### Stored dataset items
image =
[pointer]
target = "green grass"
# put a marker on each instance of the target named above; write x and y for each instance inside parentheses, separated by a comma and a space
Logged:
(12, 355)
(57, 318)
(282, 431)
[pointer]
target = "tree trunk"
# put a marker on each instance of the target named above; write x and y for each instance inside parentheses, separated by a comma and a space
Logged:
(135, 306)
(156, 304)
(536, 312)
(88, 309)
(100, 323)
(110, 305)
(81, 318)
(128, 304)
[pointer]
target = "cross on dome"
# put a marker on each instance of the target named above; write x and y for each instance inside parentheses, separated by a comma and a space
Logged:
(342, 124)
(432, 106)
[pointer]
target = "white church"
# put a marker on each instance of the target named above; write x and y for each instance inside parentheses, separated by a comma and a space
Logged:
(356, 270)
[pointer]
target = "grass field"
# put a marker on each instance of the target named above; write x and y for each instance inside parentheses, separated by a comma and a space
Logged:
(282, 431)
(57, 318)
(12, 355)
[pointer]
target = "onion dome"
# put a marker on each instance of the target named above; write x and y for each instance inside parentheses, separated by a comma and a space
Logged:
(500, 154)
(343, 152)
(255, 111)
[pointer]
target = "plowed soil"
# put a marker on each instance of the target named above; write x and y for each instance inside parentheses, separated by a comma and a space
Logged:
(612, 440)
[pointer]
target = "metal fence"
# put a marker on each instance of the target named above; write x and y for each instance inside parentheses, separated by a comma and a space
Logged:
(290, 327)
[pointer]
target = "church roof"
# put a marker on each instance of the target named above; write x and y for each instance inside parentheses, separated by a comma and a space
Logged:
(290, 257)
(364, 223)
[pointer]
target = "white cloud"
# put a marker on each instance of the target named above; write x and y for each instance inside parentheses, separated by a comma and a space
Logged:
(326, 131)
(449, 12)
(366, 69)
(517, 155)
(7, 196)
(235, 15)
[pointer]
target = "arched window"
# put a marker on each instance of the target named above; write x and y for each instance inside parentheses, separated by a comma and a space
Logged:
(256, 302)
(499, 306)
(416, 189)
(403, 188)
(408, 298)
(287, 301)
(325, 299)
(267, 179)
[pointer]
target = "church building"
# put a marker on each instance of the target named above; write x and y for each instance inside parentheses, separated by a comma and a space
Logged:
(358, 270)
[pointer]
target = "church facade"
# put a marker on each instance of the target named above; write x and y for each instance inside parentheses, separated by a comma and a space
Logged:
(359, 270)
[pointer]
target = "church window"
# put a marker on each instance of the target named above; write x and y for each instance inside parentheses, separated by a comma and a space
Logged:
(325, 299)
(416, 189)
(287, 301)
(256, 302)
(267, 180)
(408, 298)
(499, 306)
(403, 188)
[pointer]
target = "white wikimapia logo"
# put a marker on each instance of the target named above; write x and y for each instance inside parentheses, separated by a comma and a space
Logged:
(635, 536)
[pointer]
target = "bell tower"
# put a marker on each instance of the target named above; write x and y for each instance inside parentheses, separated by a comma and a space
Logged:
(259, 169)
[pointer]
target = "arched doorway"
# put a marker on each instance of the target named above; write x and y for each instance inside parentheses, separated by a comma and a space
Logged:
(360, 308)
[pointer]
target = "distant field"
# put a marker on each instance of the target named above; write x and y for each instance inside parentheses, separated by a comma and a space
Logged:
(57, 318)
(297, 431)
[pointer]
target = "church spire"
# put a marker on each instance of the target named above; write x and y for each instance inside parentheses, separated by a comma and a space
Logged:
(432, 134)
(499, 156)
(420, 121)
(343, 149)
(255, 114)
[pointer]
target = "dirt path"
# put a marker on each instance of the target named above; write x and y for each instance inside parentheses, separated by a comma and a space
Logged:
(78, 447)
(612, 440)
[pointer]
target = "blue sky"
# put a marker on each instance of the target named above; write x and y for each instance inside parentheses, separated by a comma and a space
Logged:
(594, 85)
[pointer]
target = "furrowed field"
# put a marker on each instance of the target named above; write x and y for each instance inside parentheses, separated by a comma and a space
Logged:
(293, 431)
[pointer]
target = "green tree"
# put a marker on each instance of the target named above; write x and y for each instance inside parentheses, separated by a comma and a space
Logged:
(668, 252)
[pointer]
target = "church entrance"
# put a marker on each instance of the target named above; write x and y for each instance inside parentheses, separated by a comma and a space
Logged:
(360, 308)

### What to work on
Write out the material from the first line to the last, exactly.

### Result
image =
[pointer]
target = "green grass"
# put a marker on each instance of the target named above; write x and y for each instance inside parentheses, separated by a comma and a space
Logged:
(12, 355)
(57, 318)
(282, 431)
[pointer]
target = "tree trunk"
# put a marker on each instance of the target named above; write x and y for each instance inside parentheses, separated by a comma and a space
Logged:
(135, 306)
(156, 304)
(536, 312)
(88, 309)
(100, 323)
(110, 305)
(81, 318)
(128, 304)
[pointer]
target = "cross on dome"
# put a marker on each instance of the target named above; write x and y for each instance inside parentheses, separated by a comma and a space
Logged:
(342, 124)
(432, 106)
[pointer]
target = "white church"
# put a marker on each instance of the target named above; write x and y for each instance inside parentheses, separated by a comma and a space
Logged:
(356, 270)
[pointer]
target = "grass field"
# put a marker on each instance of the target named above; write x and y for each instance inside parentheses, separated by a comma and a space
Logged:
(282, 431)
(57, 318)
(12, 355)
[pointer]
target = "onion dome"
# put a marker on each instance of the target named above; write x and y for each instance inside parentheses, separated by a comma and a space
Logged:
(500, 154)
(343, 152)
(255, 111)
[pointer]
target = "plowed soil"
# put a marker on each instance of the target named above; write x and y for each instance inside parentheses, separated by a comma and a space
Logged:
(612, 440)
[pointer]
target = "metal fence"
# put a marker on each instance of the target named above; write x and y for each instance inside parentheses, separated by a comma and a space
Logged:
(290, 327)
[pointer]
target = "church roof"
# put a marker on each instance of the target named above; write x and y for each instance inside parentheses, separated by a comma and a space
Logged:
(290, 257)
(364, 223)
[pointer]
target = "white cloud"
# put a marker on each instance of the target named above; write x and y for each instance inside parentheses, separated by a comma and a space
Logged:
(326, 131)
(449, 12)
(366, 69)
(517, 155)
(7, 196)
(235, 15)
[pointer]
target = "arched window"
# put a marker on each instance of the target named above; write x and y for each instance inside parentheses, separated by a comma and a space
Logged:
(256, 302)
(499, 306)
(416, 189)
(403, 188)
(408, 298)
(287, 301)
(325, 299)
(267, 179)
[pointer]
target = "church building"
# put a marker on each instance of the target named above; write x and y for each instance inside parentheses, separated by a comma and a space
Logged:
(358, 270)
[pointer]
target = "church facade"
# put a marker on each instance of the target named above; write x and y for each instance inside parentheses, separated by a comma and a space
Logged:
(359, 270)
[pointer]
target = "church window"
# put a marker on each instance of the target named above; write x and y for each instance inside parentheses, separated by a comma and a space
Logged:
(325, 299)
(416, 189)
(287, 301)
(256, 302)
(267, 180)
(408, 298)
(499, 306)
(403, 188)
[pointer]
target = "white wikimapia logo"
# put a marker on each instance of the target named above; write x and y for each instance inside parentheses, separated by a comma and a space
Logged:
(635, 536)
[pointer]
target = "bell tower"
# put a marker on each instance of the target named above; write x and y for each instance inside parentheses, separated by a comma and a space
Logged:
(259, 169)
[pointer]
target = "arched doorway"
# put a marker on each instance of the target named above; write x and y for each instance inside parentheses, separated by a comma and a space
Logged:
(360, 308)
[pointer]
target = "distant field"
# put a marker on each instance of the target named above; write x and y for each instance inside parentheses, separated by a comma and a space
Logged:
(57, 318)
(297, 431)
[pointer]
target = "church spire"
# put a marker on each instance of the target named above; write x and y for each instance inside parentheses, separated by a comma and a space
Logged:
(432, 134)
(499, 156)
(420, 121)
(343, 149)
(255, 114)
[pointer]
target = "dirt path"
# put a marker on each instance of the target named above; write x and y for each instance inside parentheses, separated by a comma and a space
Logged:
(78, 447)
(612, 440)
[pointer]
target = "blue sky"
# put a marker on each instance of the target named above; write x and y for each instance inside parentheses, separated by a comma and a space
Logged:
(594, 85)
[pointer]
target = "furrowed field"
# put a marker on each instance of the target named above; write x and y for each instance inside parentheses, separated by a comma and a space
Logged:
(293, 431)
[pointer]
target = "green tree"
# put a marker on each instance of the target named above; write x and y for each instance inside parentheses, separated by a comma and a space
Logged:
(668, 252)
[pointer]
target = "church entrance"
# put a marker on each instance of the target named above; write x and y for each instance inside parentheses, separated by a comma and a space
Logged:
(360, 308)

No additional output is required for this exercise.